# Given text:
___

Is That Restaurant Ketchup Bottle Actually Filled With Heinz? Here's How To Tell

Nobody likes to be tricked, and for many, that's double when it comes to food. In 2023, Heinz addressed the scourge of the restaurant table known as "ketchup fraud", in which restaurants replace the ketchup in spent Heinz squeezy bottles with cheaper brands. While Heinz has featured bold, exciting colours on its label in the past, this time it highlighted one special colour, pantone 7626C, which is used to border the edges of the label. This red (which is basically the reddest red possible) is supposedly the exact same hue as Heinz ketchup, and acts as a colour test that is supposed to allow the customer to catch counterfeit ketchup.

The mission, according to VML, the marketing agency behind the campaign, is to stop restaurants from cutting corners by passing off cheaper ketchup as Heinz, supposedly for the sake of the customer. There's also an obvious incentive for Heinz to protect its own sales by maintaining table-top real estate and ensuring that the ketchup the customer thinks is Heinz, is actually Heinz. Whether Heinz is on the table by way of commercial agreement between the restaurant and the brand or its distributors, or because the restaurant simply wants it on display, maintaining Heinz ketchup in its own bottles is at the core of the label change. What makes this campaign so effective is putting the customer in the position of the detective.

___

# Entries:
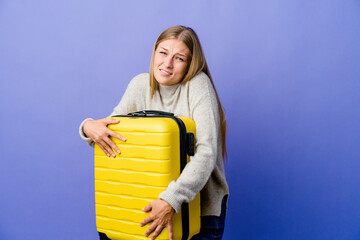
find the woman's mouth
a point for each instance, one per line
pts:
(165, 73)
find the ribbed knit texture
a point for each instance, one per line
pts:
(196, 100)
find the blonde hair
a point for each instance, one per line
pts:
(197, 64)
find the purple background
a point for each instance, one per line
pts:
(287, 73)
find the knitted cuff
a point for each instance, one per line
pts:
(82, 134)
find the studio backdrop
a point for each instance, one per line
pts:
(287, 73)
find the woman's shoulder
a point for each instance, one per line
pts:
(200, 79)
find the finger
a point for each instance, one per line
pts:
(169, 227)
(104, 149)
(110, 143)
(108, 121)
(116, 135)
(152, 227)
(158, 230)
(148, 219)
(147, 208)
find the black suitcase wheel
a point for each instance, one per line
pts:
(103, 236)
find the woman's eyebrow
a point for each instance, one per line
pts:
(164, 48)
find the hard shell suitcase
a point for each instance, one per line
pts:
(157, 148)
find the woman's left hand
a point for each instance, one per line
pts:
(161, 216)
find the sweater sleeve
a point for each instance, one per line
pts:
(204, 108)
(129, 102)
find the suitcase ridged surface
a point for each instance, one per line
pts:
(149, 161)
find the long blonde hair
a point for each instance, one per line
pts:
(197, 64)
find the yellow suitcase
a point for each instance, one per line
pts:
(157, 148)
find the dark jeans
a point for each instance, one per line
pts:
(212, 227)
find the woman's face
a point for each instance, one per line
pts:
(171, 61)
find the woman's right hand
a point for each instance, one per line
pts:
(98, 131)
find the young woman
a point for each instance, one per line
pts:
(179, 81)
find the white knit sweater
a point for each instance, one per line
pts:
(195, 99)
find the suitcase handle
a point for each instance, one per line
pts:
(144, 113)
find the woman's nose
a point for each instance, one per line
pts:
(168, 62)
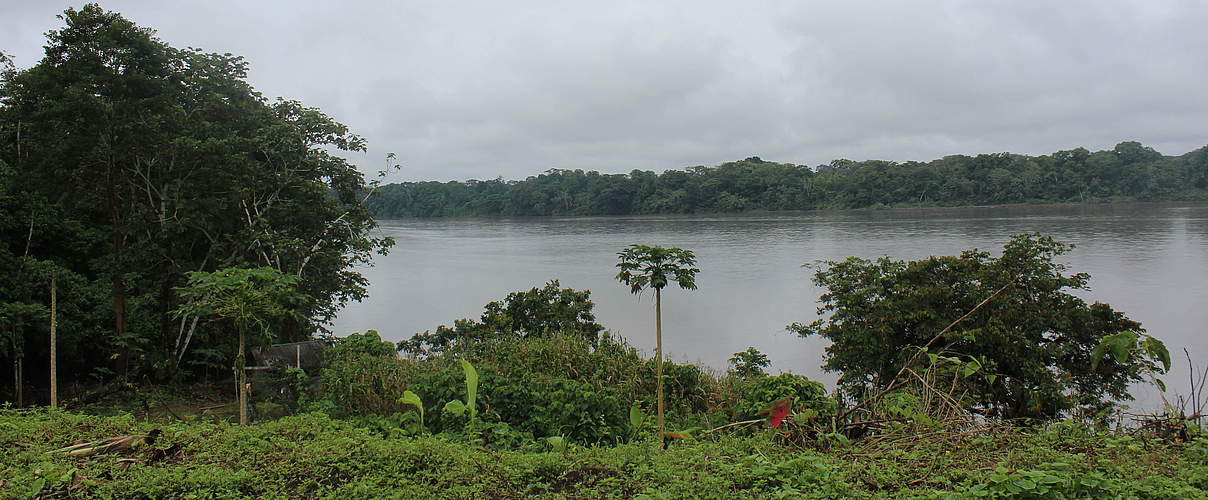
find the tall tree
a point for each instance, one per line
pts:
(654, 267)
(164, 161)
(1034, 338)
(250, 300)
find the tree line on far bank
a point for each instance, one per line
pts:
(1130, 170)
(128, 166)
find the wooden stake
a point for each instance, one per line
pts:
(54, 358)
(658, 353)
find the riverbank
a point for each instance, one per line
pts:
(313, 455)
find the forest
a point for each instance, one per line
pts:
(1128, 172)
(161, 220)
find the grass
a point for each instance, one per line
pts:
(313, 455)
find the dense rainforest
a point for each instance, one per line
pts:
(125, 166)
(1131, 170)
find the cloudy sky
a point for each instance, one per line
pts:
(466, 89)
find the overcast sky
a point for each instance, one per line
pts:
(465, 89)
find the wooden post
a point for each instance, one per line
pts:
(658, 353)
(54, 356)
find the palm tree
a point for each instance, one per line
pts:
(654, 267)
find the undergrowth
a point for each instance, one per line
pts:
(314, 455)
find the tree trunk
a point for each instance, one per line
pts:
(54, 343)
(658, 353)
(242, 379)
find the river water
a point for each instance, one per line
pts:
(1146, 260)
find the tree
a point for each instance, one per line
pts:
(534, 313)
(143, 162)
(654, 267)
(248, 298)
(1034, 338)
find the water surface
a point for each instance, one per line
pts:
(1146, 260)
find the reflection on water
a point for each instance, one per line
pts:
(1146, 260)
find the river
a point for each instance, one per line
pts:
(1146, 260)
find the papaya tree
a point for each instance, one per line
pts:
(249, 298)
(655, 267)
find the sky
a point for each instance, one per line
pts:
(464, 89)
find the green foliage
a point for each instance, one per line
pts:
(471, 388)
(313, 455)
(248, 297)
(1127, 172)
(140, 162)
(361, 377)
(1033, 343)
(534, 313)
(1053, 481)
(749, 364)
(654, 267)
(758, 395)
(410, 397)
(542, 385)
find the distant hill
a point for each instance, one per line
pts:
(1130, 170)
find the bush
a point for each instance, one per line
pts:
(760, 394)
(1034, 341)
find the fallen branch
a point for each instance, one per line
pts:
(894, 382)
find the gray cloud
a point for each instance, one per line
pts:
(512, 88)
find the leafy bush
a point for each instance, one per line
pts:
(760, 394)
(526, 314)
(1037, 338)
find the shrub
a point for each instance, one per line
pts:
(760, 394)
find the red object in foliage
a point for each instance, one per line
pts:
(778, 412)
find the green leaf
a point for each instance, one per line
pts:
(410, 397)
(557, 442)
(471, 388)
(1157, 349)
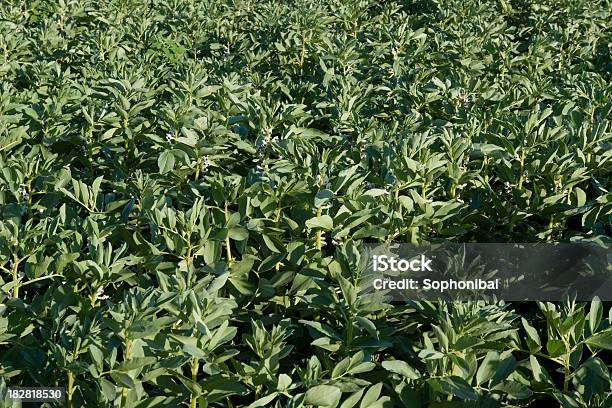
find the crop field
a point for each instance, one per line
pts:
(186, 186)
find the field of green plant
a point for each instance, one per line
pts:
(185, 187)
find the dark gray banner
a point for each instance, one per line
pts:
(510, 272)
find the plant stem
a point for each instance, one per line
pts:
(318, 239)
(194, 377)
(228, 249)
(126, 356)
(69, 389)
(566, 366)
(15, 277)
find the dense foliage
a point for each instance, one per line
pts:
(185, 186)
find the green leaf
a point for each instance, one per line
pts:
(555, 347)
(601, 340)
(166, 161)
(454, 385)
(595, 314)
(401, 368)
(324, 222)
(322, 396)
(487, 368)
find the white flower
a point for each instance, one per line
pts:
(205, 163)
(100, 293)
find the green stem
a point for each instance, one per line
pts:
(194, 377)
(566, 366)
(126, 356)
(228, 249)
(318, 239)
(15, 277)
(69, 388)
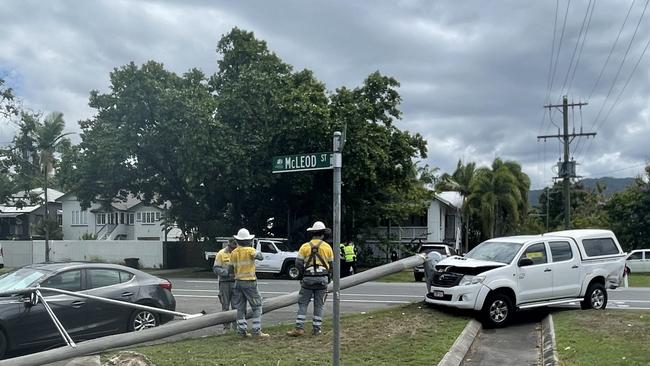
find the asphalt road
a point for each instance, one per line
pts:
(194, 295)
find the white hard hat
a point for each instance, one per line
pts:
(243, 234)
(318, 226)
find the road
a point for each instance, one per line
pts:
(194, 295)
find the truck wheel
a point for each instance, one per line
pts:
(291, 270)
(497, 310)
(595, 298)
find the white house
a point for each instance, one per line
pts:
(442, 222)
(130, 220)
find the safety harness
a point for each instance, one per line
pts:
(312, 267)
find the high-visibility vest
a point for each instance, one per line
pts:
(350, 255)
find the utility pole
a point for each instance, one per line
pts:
(566, 168)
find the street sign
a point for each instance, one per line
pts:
(303, 162)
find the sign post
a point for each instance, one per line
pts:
(321, 161)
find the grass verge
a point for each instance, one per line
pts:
(607, 337)
(639, 280)
(414, 334)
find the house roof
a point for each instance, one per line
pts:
(450, 198)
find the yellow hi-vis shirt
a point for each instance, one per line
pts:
(243, 261)
(324, 250)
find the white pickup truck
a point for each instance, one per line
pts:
(502, 275)
(278, 258)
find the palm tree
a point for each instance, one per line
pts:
(496, 194)
(49, 138)
(461, 181)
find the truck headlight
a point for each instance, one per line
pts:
(471, 280)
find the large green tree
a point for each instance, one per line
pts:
(204, 144)
(629, 213)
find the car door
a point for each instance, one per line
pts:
(105, 318)
(535, 281)
(39, 329)
(565, 267)
(635, 261)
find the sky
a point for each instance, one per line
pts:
(474, 75)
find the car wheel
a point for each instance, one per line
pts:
(497, 310)
(595, 298)
(292, 271)
(143, 319)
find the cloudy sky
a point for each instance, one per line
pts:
(474, 74)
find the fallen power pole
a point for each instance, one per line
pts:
(130, 339)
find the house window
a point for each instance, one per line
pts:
(79, 217)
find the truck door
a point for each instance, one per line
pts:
(565, 266)
(534, 277)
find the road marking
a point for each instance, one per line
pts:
(284, 293)
(198, 281)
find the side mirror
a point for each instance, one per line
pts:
(31, 299)
(523, 262)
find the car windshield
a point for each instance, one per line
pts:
(20, 279)
(434, 249)
(495, 251)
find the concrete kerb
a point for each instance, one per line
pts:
(456, 354)
(549, 347)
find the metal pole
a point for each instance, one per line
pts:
(129, 339)
(336, 322)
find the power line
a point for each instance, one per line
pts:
(557, 56)
(620, 31)
(575, 48)
(618, 72)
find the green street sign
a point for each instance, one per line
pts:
(303, 162)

___

# Short problem A:
Locate every line in the entries that contains the string "post", matching case exactly, and copy each of those lines.
# Short problem B:
Take the article about Heinz ketchup fraud further, continuing on from its final sentence.

# Response A:
find the wooden post
find the sign post

# Response B:
Does the Label of Truth work?

So does this Label of Truth work? It depends on how you look at it. There is some debate about whether the red border is actually effective. The simplicity of the idea can sometimes work against it, with some online commentary pointing out that color might not be the be-all and end-all measure of authenticity. The color of ketchup can supposedly vary among the types of ketchup (or even batches) offered by Heinz, printed colors can refract light differently in various lighting environments, and if it's only the redness of the sauce that shows its authenticity, then it might not be so hard for knockoff brands to copy that hue as a disguise. Commenters on LinkedIn even expressed that realizing how unnaturally red Heinz ketchup was is actually a turn-off. Similarly, while making the consumer the detective is effective, it also begs the question asked by one Facebook user: "And what am i supposed to do if it doesn't match? Call the police?"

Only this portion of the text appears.